“The King of the Waterfront”

Pte. Michael James O’Rourke, VC, in 1917.

Michael James “Mickey” O’Rourke came to BC from Ireland and worked as a hard rock miner and logger. In 1915 he was on the construction crew building the CPR’s Connaught Tunnel at Revelstoke when he decided to enlist with the Canadian Expeditionary Force. In 1917, at the age of 42, he became the oldest person ever and the first British Columbian to be awarded the Victoria Cross.

During the war, O’Rourke worked as a stretcher-bearer on the front lines. He was awarded the prestigious Military Medal at the Battle of the Somme in 1916 for when

in the absence of order he initiated a counter attack against the advancing army, who had arrived within bombing distance of our trenches. He led the men in his immediate sector over the parapet [i.e., the “top” of the trench], maintained his position well in advance, successfully bombing the enemy from several points of vantage. He endeavoured to hold on to No Man’s Land.

## Supplied information
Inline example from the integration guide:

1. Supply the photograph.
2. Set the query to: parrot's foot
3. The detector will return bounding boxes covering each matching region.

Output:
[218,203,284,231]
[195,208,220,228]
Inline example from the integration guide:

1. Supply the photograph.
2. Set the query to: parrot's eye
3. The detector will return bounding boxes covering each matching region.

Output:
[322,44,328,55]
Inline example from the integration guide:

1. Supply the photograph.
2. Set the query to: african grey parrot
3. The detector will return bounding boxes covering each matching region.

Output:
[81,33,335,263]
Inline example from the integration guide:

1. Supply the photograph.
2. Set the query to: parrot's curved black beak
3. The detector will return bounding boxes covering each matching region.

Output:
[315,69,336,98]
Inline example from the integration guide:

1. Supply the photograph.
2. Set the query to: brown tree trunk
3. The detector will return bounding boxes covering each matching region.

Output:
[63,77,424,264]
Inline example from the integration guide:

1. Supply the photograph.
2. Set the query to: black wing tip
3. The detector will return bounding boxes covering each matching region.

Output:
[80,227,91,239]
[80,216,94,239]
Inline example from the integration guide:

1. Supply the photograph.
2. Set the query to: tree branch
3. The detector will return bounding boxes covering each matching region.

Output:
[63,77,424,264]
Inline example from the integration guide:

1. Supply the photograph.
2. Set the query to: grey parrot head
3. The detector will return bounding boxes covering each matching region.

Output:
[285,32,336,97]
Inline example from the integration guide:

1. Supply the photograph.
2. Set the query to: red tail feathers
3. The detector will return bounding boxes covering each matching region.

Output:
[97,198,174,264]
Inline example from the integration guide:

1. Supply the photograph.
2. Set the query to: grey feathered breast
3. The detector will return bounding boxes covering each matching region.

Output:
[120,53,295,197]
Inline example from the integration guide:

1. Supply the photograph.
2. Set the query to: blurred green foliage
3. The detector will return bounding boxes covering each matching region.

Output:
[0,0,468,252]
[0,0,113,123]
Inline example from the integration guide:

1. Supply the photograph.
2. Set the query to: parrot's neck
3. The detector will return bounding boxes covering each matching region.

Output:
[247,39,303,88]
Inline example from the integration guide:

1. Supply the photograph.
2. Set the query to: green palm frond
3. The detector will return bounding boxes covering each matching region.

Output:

--

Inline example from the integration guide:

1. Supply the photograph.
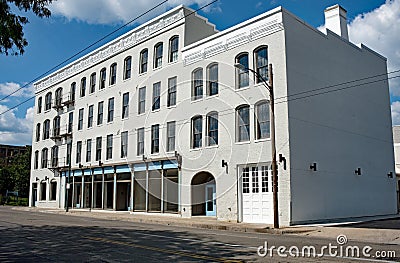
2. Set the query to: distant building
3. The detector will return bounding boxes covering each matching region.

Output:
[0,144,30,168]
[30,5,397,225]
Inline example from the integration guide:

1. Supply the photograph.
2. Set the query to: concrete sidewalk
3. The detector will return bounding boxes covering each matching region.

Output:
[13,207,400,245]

...

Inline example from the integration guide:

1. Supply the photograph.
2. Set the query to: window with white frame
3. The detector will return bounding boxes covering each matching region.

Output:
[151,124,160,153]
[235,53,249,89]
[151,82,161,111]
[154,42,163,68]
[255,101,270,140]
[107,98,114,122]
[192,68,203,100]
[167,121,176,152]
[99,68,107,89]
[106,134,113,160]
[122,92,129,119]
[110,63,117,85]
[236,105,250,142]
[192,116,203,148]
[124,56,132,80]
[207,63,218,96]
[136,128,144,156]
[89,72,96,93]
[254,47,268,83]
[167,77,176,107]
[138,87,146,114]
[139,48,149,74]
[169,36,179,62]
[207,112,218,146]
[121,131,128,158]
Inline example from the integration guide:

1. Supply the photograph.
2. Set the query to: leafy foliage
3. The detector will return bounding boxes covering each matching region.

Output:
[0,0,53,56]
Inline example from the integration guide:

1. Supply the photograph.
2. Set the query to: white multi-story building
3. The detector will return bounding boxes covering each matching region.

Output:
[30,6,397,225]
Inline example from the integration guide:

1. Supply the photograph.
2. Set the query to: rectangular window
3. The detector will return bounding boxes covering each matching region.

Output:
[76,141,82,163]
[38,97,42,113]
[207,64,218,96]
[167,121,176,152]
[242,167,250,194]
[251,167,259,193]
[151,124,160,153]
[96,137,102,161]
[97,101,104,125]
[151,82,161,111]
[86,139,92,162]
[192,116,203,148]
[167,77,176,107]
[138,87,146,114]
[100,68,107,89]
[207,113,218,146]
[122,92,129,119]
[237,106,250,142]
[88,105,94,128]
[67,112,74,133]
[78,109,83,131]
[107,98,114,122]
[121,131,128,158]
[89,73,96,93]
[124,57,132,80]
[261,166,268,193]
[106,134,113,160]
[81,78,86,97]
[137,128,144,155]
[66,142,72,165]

## Problem requirements
Continue the account of Michael James O'Rourke from the point where it stops. The records play no part in what is asked here.

## Response to this task
For his role in the Battle for Hill 70 in August 1917, O’Rourke was awarded the Victoria Cross, the highest military decoration offered by the British Empire. The following is the official account in the London Gazette:

For most conspicuous bravery and devotion to duty during prolonged operations.

For three days and nights Pte. O’Rourke, who is a stretcher-bearer, worked unceasingly in bringing the wounded into safety, dressing them, and getting them food and water.

During the whole of this period the area in which he worked was subjected to very severe shelling and swept by heavy machine gun and rifle fire. On several occasions he was knocked down and partially buried by enemy shells. Seeing a comrade who had been blinded stumbling around ahead of our trench, in full view of the enemy who were sniping him, Pte. O’Rourke jumped out of his trench and brought the man back, being himself heavily sniped at while doing so. Again he went forward about 50 yards in front of our barrage under very heavy and accurate fire from enemy machine guns and snipers, and brought in a comrade. On a subsequent occasion, when the line of advanced posts was retired to the line to be consolidated, he went forward under very heavy enemy fire of every description and brought back a wounded man who had been left behind.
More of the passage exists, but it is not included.